## Supplied data
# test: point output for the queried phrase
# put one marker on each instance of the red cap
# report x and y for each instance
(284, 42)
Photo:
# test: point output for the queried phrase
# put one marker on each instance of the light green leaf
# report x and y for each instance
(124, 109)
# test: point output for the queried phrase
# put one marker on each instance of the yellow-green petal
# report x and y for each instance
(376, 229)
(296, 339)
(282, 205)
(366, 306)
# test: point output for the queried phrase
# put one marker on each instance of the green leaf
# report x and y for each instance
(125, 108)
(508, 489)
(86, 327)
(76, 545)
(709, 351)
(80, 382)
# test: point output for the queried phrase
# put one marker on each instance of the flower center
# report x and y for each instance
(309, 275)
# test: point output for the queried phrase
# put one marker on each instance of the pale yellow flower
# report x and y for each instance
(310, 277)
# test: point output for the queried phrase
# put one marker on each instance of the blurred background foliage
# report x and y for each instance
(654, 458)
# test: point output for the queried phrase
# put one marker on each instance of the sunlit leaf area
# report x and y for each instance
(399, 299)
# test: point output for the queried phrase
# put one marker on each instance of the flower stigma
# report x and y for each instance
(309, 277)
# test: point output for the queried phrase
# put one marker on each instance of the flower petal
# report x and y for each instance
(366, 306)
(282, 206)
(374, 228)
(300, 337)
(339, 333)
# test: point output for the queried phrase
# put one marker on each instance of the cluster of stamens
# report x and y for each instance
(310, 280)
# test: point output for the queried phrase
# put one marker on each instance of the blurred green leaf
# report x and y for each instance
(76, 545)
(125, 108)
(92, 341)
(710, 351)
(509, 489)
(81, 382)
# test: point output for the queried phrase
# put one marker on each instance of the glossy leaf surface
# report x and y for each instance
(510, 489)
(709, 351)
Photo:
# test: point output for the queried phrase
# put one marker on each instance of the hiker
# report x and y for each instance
* * *
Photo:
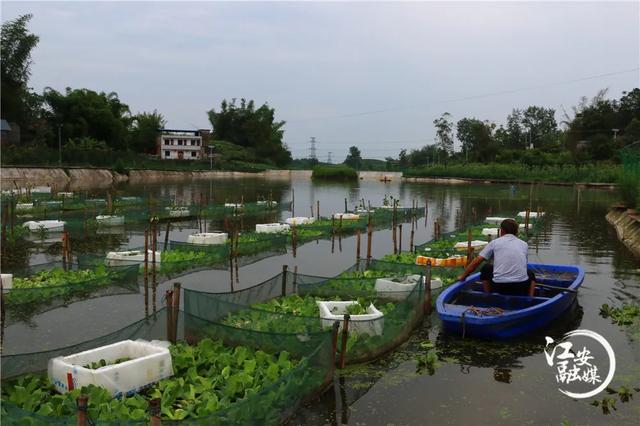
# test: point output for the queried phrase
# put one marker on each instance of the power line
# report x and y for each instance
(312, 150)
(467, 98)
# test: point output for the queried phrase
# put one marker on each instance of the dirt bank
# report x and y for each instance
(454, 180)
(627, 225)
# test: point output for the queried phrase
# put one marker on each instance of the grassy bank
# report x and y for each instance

## Stated exercise
Count the lines of the records above that contain the string "bank", and give only that number.

## Reply to the task
2